Cemil KOÇAK
Torunu Eren Sagay, dedesinin anılarını geçenlerde yayınladı. Kısa, fakat çok degerli bilgiler içeren anılar, Abdülhamit’ten cumhuriyetin ilk yıllarına kadar uzanıyor. Pek çok da ayrıntıyı gözler önüne seriyor.
Esat Sagay
subaydır, harbiyede almanca hocası olacaktır; öğrencileri arasında Atatürk de vardır, Saffet Arıkan da, Ali Fuat Cebesoy da. Bu sırada hürriyet cereyanlarına katılacak, gizli örgütlenmeler içinde yer alacaktır; fakat 1908 sonrasında siyasetten elini eteğini çeker. Birinci Dünya Savaşı sonrasında emekli olduğunda siyaset merakı yeniden depreşecektir. Bundan önce Almanya’da da bulunur. Anılarında Almanya kısmı epey dolgundur. Tasarruf eğilimi Alman alışkanlığıyla uyum sağlayacaktır. Sagay için Almanya adeta bir gezegen değişikliği anlamına gelmiş olmalıdır. Sonra harp başlar: Balkan savaşından sonra kendisini Çanakkale cephesinde bulur. Mütarekeden sonra emekliliğini ister; özel bir şirketin müdürlüğünü üzerine alır. Buna rağmen İngilizler tarafından sorgulanmaktan da kurtulamayacaktır. İşgal İstanbul’unda ticaret hayatı sürer. Hatta Ankara hükûmetinin izniyle Antalya’ya kadar uzanır.

__________________________________________________

» **Verilen görev 1**:
Esat Sagay'ın anılarını tanıtan metni iki cümleyle özetleyin.
» **Verilen görev 2**:
Esat Sagay'ın anılarını konu alan metni, son cümlesinden sonra devam ettirin.

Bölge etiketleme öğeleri

__________________________________________________

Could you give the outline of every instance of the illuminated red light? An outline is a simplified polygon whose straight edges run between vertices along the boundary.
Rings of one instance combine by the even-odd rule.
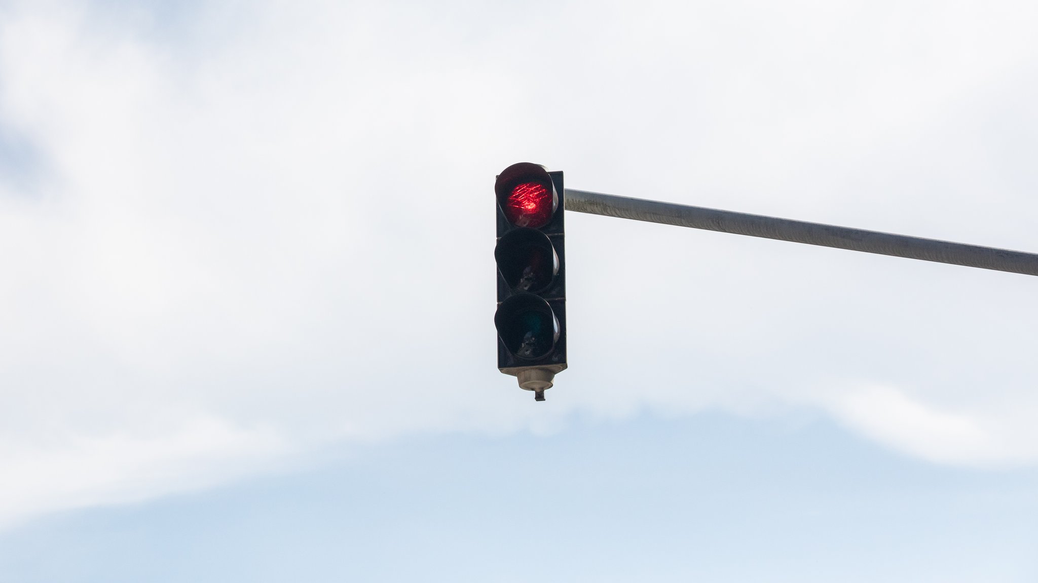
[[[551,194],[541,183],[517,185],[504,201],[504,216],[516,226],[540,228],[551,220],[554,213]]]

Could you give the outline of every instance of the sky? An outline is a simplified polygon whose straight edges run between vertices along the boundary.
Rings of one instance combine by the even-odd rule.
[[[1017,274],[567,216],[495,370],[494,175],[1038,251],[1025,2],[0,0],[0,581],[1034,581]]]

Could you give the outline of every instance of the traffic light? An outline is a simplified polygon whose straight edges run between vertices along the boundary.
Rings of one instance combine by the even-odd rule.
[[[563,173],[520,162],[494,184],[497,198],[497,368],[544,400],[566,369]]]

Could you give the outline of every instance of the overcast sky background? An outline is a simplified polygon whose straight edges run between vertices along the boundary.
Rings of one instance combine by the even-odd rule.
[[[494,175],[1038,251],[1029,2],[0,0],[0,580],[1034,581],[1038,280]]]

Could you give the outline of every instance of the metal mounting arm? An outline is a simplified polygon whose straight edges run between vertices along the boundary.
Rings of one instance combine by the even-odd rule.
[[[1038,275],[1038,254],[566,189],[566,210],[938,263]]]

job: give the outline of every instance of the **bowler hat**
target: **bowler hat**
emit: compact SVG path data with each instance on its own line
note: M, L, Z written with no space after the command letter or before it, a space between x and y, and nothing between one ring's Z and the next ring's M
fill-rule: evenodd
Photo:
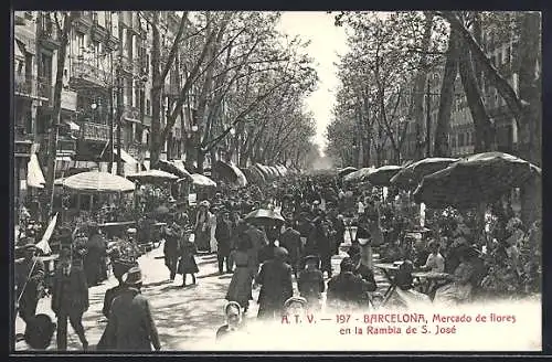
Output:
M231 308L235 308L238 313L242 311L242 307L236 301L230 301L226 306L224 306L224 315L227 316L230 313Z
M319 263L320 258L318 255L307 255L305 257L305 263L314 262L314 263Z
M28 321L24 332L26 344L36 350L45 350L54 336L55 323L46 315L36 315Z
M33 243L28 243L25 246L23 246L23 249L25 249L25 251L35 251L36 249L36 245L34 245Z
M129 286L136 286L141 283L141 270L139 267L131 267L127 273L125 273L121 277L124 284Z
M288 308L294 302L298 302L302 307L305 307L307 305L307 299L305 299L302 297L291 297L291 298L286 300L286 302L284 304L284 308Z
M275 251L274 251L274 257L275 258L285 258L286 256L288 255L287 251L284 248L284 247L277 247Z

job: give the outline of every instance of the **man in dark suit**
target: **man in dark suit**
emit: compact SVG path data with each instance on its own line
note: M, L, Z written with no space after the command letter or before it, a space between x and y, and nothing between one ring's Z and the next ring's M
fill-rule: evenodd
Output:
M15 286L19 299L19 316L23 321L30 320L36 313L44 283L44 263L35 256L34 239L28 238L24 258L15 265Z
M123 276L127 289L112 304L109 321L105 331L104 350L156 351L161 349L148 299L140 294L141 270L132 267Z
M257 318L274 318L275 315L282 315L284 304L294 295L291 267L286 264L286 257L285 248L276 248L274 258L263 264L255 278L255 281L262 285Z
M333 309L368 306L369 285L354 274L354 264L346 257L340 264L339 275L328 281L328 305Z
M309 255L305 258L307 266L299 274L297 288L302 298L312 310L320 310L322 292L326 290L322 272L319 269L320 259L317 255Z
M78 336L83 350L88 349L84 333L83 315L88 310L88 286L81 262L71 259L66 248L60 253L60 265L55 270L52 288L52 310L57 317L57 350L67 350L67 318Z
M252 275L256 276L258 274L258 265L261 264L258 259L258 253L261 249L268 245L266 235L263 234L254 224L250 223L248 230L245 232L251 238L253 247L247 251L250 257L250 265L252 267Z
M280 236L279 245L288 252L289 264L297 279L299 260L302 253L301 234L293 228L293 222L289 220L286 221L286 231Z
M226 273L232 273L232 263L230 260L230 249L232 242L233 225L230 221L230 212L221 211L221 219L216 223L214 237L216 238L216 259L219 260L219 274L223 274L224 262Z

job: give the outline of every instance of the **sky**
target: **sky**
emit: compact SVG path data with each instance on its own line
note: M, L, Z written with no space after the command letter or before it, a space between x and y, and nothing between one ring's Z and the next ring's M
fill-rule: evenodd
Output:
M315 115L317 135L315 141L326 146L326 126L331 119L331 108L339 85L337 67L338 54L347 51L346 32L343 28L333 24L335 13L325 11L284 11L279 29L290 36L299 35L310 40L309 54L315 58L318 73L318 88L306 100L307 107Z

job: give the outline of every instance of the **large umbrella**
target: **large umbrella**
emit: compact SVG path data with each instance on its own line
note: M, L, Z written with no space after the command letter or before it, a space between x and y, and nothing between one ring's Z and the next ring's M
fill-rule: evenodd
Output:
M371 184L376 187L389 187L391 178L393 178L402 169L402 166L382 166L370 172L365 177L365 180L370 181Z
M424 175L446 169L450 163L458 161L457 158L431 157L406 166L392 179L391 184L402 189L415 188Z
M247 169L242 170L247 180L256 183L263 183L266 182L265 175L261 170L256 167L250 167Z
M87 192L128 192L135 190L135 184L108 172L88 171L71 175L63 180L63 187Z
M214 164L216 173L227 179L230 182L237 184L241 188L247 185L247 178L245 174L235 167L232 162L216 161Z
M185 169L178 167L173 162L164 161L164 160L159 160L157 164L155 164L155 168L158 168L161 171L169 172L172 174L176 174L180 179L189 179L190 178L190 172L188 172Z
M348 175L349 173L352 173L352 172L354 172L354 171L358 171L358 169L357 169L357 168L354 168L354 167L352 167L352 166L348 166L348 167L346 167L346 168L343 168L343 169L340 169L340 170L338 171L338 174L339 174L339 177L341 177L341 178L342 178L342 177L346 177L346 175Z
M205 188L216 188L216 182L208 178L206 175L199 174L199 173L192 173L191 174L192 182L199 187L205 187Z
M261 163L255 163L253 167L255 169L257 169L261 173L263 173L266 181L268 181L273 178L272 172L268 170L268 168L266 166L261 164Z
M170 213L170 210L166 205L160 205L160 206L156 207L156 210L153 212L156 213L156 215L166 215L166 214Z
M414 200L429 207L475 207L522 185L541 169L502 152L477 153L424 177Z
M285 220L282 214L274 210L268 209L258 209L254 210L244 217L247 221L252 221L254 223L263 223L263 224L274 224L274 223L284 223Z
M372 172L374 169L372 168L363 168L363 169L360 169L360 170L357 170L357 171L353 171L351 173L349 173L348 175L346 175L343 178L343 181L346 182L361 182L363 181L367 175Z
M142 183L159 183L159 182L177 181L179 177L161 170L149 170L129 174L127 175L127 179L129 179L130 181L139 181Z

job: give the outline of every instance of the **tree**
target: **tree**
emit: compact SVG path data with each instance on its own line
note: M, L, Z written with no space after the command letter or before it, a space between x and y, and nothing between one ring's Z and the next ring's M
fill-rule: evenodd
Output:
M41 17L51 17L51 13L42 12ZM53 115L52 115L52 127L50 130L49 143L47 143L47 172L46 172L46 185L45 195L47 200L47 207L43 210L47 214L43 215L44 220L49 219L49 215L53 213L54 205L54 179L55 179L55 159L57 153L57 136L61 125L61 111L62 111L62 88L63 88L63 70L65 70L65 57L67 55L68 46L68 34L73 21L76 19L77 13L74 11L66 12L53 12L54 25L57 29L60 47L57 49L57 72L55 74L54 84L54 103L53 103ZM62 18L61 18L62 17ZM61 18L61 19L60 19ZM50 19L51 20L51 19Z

__________________________________________________

» **Yazılı yanıt 1**:
Esat Sagay'ın torunu Eren Sagay'ın yayınladığı anılar, Abdülhamit döneminden cumhuriyetin ilk yıllarına uzanıyor ve kısa olsa da çok değerli bilgiler içeriyor. Harbiyede Almanca hocalığı yapan, Almanya'da ve Çanakkale cephesinde bulunan subay Sagay, mütarekeden sonra emekliliğini isteyip özel bir şirketin müdürlüğünü üstleniyor ve işgal İstanbul'unda ticaret hayatını sürdürüyor.

» **Yazılı yanıt 2**:
Kara Vasıf'la ticaret ortaklığı
Sagay, her şey olup bittikten sonra Ankara’da Atatürk’ü ziyaret eder, onun yardımını rica eder; ricası kabul olunur ve bu şekilde eski İttihatçı Kara Vasıf da şirkete katılır; ne var ki, bu durum Sagay’ı rahatsız ettiğinden, bu kez kendisi işten ayrılmak zorunda kalır. Bu defa da Fethi Okyar’ın aracılığıyla telefon şirketinde işe başlar, sonra 1926 senesinde İstanbul belediyesine Beyoğlu üyesi olarak katılır. Mütarekeden beri Müdafaai Hukuk ve sonra CHP üyesi olarak Beyoğlu’nda partinin idare kurulu üyesidir. Terakkiperver Cumhuriyet Fırkası kurulduğunda, kendi ifadesiyle, “fırka azalarından bir çoğu” muhalif partiye “geçerek şubeleri boşaltırlarken” o mahdut miktarda arkadaş”larla partide kalmayı tercih eder. 1927 yılında Bursa’dan milletvekilidir artık. Meşhur Yavuz havuz davasında şahit olarak dinlenir.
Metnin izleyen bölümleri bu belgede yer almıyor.